▶ [Written instruction] Copy the data from the line that contains "Every instance of the hanging" to its last line, exactly, including both of those lines and leaving out everything before.

▶ [Source data]
+ + + + + + +
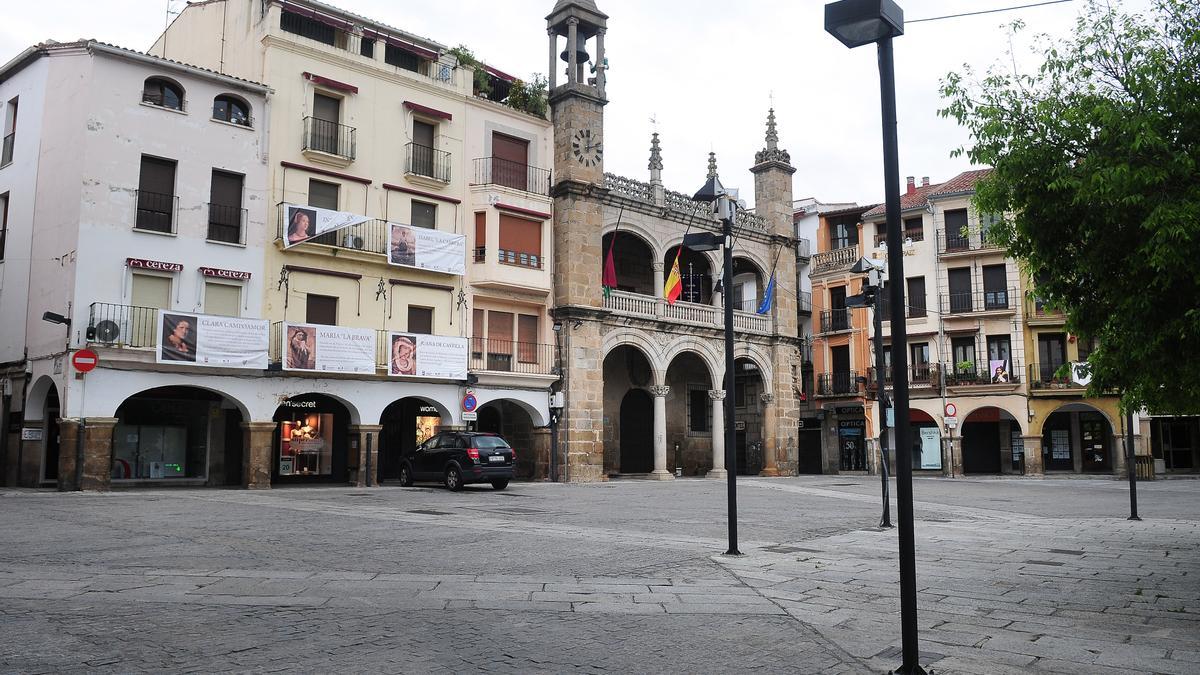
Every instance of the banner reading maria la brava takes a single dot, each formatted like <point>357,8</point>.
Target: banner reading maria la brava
<point>426,356</point>
<point>305,222</point>
<point>427,249</point>
<point>216,341</point>
<point>328,348</point>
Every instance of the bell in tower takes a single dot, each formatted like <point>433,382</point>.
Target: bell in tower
<point>577,21</point>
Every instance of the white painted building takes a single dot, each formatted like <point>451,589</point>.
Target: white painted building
<point>130,184</point>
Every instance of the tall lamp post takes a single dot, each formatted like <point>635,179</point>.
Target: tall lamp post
<point>856,23</point>
<point>725,208</point>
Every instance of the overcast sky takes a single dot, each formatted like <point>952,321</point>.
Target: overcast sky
<point>706,70</point>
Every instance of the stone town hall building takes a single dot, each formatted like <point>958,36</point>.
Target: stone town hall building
<point>643,380</point>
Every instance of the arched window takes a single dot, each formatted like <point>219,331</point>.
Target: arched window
<point>231,109</point>
<point>159,91</point>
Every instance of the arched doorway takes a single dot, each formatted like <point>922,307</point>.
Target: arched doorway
<point>636,425</point>
<point>511,422</point>
<point>311,441</point>
<point>748,389</point>
<point>628,369</point>
<point>689,414</point>
<point>1077,437</point>
<point>184,435</point>
<point>633,260</point>
<point>406,423</point>
<point>695,275</point>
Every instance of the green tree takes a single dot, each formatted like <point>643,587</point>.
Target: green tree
<point>1097,166</point>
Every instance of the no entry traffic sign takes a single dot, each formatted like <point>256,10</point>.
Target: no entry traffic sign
<point>84,360</point>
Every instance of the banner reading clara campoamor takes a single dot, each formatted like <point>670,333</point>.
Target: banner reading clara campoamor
<point>427,249</point>
<point>217,341</point>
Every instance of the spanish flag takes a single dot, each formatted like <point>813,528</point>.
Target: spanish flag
<point>675,284</point>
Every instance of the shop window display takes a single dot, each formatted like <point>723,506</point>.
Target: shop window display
<point>306,444</point>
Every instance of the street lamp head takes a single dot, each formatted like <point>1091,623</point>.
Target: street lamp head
<point>862,22</point>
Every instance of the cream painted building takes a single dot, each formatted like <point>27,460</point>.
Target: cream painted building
<point>372,121</point>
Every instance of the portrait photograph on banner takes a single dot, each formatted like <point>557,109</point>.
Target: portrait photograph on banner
<point>307,222</point>
<point>426,249</point>
<point>328,348</point>
<point>427,356</point>
<point>215,341</point>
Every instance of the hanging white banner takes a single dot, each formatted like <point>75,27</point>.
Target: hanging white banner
<point>305,222</point>
<point>427,249</point>
<point>215,341</point>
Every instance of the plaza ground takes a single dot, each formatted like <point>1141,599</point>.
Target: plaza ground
<point>1014,575</point>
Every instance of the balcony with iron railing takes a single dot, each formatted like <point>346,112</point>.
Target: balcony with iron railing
<point>227,223</point>
<point>517,175</point>
<point>329,138</point>
<point>970,374</point>
<point>835,260</point>
<point>994,300</point>
<point>155,211</point>
<point>426,162</point>
<point>833,321</point>
<point>845,383</point>
<point>964,242</point>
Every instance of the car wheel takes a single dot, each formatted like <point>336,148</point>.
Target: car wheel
<point>454,478</point>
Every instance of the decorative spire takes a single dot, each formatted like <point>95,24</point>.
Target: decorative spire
<point>772,135</point>
<point>772,153</point>
<point>655,154</point>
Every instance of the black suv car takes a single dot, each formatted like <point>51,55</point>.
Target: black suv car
<point>457,458</point>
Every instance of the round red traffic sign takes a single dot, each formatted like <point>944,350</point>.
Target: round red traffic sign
<point>84,360</point>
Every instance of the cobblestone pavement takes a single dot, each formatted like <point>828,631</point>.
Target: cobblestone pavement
<point>1013,577</point>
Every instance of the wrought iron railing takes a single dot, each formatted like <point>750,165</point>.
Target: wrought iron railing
+ + + + + + +
▶ [Finished exercise]
Every instance of the hanging white banner takes a single dot, each formatted like <point>75,27</point>.
Target: hanging white banner
<point>305,222</point>
<point>427,249</point>
<point>215,341</point>
Every instance of the plaza ground takes a single dot, each formatted like <point>1141,599</point>.
Target: plaza ground
<point>1014,575</point>
Every instance of the balcony with iron railing takes a single dot, each formatted like <point>346,112</point>.
Target: balcony with iron railing
<point>227,223</point>
<point>517,175</point>
<point>329,138</point>
<point>970,374</point>
<point>835,260</point>
<point>994,300</point>
<point>155,211</point>
<point>426,162</point>
<point>833,321</point>
<point>845,383</point>
<point>964,242</point>
Every instance of the car wheel takes a single dot, each formatted like <point>336,148</point>.
Target: car wheel
<point>454,478</point>
Every instance of the decorative spire takes a single dot, each formatted like <point>95,24</point>.
Target: decorative spire
<point>772,135</point>
<point>772,153</point>
<point>655,154</point>
Every instance of the black suv car takes a single dot, each formatted like <point>51,55</point>.
Target: black suv car
<point>457,458</point>
Every instance of the round red traffic sign takes a single dot, each formatted like <point>944,350</point>.
Target: round red traffic sign
<point>84,360</point>
Every instance of the cobblestone pavement takes a single dot, each formatted like <point>828,631</point>.
Target: cobblestone pavement
<point>1013,577</point>
Every instance of the wrought iron railing takes a single dot, each formatted like <point>750,165</point>.
Target: wrought iron railing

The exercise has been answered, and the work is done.